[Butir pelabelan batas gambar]
****
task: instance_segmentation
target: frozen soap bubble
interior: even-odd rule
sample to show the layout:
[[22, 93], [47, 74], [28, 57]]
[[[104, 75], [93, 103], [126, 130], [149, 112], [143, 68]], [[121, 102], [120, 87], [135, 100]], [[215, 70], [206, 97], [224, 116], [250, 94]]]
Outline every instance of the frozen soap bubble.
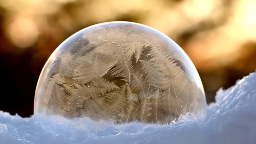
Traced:
[[149, 27], [115, 22], [82, 30], [57, 48], [39, 78], [34, 113], [164, 124], [206, 106], [198, 73], [179, 46]]

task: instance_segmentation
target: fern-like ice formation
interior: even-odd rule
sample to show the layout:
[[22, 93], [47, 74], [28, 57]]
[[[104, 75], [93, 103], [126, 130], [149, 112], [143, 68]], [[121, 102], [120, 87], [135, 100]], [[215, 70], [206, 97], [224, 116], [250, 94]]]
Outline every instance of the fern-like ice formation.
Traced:
[[150, 36], [126, 35], [84, 38], [67, 48], [45, 93], [46, 113], [158, 124], [194, 114], [201, 92], [184, 66], [154, 40], [143, 44]]

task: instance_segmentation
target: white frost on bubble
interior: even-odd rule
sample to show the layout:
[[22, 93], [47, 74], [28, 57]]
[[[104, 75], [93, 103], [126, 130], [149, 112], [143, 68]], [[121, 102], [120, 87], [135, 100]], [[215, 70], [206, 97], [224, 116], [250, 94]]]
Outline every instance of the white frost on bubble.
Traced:
[[169, 126], [60, 118], [43, 122], [40, 115], [22, 118], [0, 111], [0, 144], [256, 144], [256, 86], [254, 72], [220, 89], [204, 120], [185, 117]]

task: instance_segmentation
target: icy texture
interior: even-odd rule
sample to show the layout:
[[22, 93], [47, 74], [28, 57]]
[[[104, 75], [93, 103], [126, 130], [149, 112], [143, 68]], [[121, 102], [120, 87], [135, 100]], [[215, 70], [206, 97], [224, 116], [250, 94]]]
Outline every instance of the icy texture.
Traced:
[[256, 85], [254, 73], [220, 90], [204, 120], [184, 117], [170, 125], [82, 119], [70, 120], [67, 125], [39, 114], [22, 118], [0, 111], [0, 123], [8, 128], [0, 134], [0, 144], [256, 144]]
[[118, 22], [86, 28], [56, 49], [38, 80], [34, 113], [170, 124], [201, 117], [206, 107], [200, 78], [180, 47], [152, 28]]

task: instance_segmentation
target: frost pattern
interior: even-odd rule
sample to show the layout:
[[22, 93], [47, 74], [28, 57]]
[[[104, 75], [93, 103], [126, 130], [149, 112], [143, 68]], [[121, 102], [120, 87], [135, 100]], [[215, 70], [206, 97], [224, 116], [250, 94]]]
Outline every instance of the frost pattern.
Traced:
[[83, 38], [66, 49], [43, 98], [47, 114], [170, 124], [203, 109], [202, 92], [169, 48], [143, 44], [149, 34], [127, 39], [132, 33], [124, 32]]

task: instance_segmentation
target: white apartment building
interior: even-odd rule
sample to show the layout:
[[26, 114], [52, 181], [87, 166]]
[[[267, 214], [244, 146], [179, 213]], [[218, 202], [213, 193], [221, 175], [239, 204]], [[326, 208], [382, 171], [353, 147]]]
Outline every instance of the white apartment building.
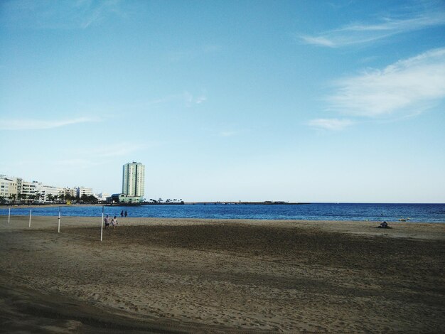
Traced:
[[130, 197], [144, 197], [145, 166], [133, 161], [123, 166], [122, 193]]
[[77, 188], [64, 188], [63, 189], [63, 193], [65, 196], [76, 197], [77, 195]]
[[92, 195], [92, 188], [77, 187], [76, 188], [76, 196], [82, 198], [82, 196], [83, 196], [84, 195], [86, 195], [87, 196], [91, 196]]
****
TANTANGAN » Salin seluruh baris di atas apa adanya, tanpa mengubah satu karakter pun. Jangan sertakan gambarnya dalam jawaban.

PEMBAHASAN JAWABAN »
task: instance_segmentation
target: frozen soap bubble
interior: even-odd rule
sample to show the layout:
[[22, 93], [47, 74], [28, 57]]
[[[104, 75], [93, 103], [126, 130], [149, 112], [143, 68]], [[121, 102], [120, 87], [135, 100]], [[215, 70], [206, 97], [224, 116], [250, 94]]]
Outline every instance of the frozen soap bubble.
Traced:
[[149, 27], [115, 22], [82, 30], [57, 48], [39, 78], [34, 113], [164, 124], [206, 106], [198, 73], [179, 46]]

task: instance_segmentation
target: fern-like ice formation
interior: even-odd rule
sample to show the layout:
[[22, 93], [47, 74], [28, 57]]
[[[104, 75], [93, 103], [126, 130], [149, 112], [143, 68]], [[121, 102], [120, 87], [135, 100]], [[215, 70], [206, 97], [224, 116], [250, 94]]]
Outline every instance of the fern-like ice formation.
Traced:
[[150, 36], [126, 35], [84, 38], [67, 48], [45, 93], [46, 113], [158, 124], [194, 114], [201, 92], [184, 66], [154, 40], [143, 44]]

task: instance_segmentation
target: white frost on bubble
interior: even-odd rule
sample to show the layout:
[[22, 93], [47, 74], [28, 57]]
[[[104, 75], [93, 103], [126, 130], [149, 112], [143, 68]], [[121, 102], [120, 87], [135, 100]], [[215, 70], [206, 97], [224, 116], [250, 94]]]
Outline every instance of the white frost on bubble.
Traced:
[[169, 126], [60, 118], [43, 122], [40, 115], [22, 118], [0, 111], [0, 144], [256, 144], [256, 86], [254, 72], [220, 89], [204, 120], [185, 117]]

task: instance_segmentation
target: icy texture
interior: even-odd rule
sample to show the layout:
[[22, 93], [47, 74], [28, 57]]
[[[104, 75], [93, 103], [126, 130], [149, 112], [143, 68]], [[121, 102], [120, 87], [135, 100]], [[215, 70], [206, 97], [224, 116], [250, 94]]]
Outline every instance of the icy texture.
Traced:
[[256, 85], [254, 73], [220, 90], [204, 120], [184, 117], [170, 125], [82, 119], [70, 120], [67, 125], [39, 114], [22, 118], [0, 111], [0, 123], [8, 128], [0, 134], [0, 144], [256, 144]]
[[118, 22], [86, 28], [56, 49], [38, 80], [34, 113], [170, 124], [201, 117], [206, 107], [200, 78], [180, 47], [152, 28]]

task: instance_segmentation
target: frost pattern
interior: even-odd rule
sample to show the layout:
[[22, 93], [47, 74], [28, 57]]
[[[104, 75], [93, 103], [126, 130], [149, 112], [143, 68]], [[121, 102], [120, 87], [135, 100]], [[215, 70], [206, 97], [224, 116], [250, 94]]]
Outline every instance of the frost pattern.
Traced:
[[83, 38], [66, 49], [43, 98], [47, 114], [170, 124], [203, 109], [202, 92], [169, 48], [143, 44], [149, 34], [127, 39], [132, 33], [124, 32]]

task: instance_segmentation
target: white apartment building
interior: even-odd rule
sample to show the layout:
[[26, 114], [52, 181], [87, 166]]
[[[267, 214], [244, 146], [179, 213]], [[218, 202], [213, 193], [221, 175], [239, 204]], [[326, 208], [382, 171], [353, 147]]]
Outline every instance of the white apartment building.
Traced:
[[130, 197], [144, 197], [145, 166], [133, 161], [123, 166], [122, 193]]
[[77, 188], [64, 188], [63, 189], [63, 193], [65, 196], [76, 197], [77, 195]]
[[92, 195], [92, 188], [77, 187], [76, 188], [76, 196], [82, 198], [82, 196], [83, 196], [84, 195], [86, 195], [87, 196], [91, 196]]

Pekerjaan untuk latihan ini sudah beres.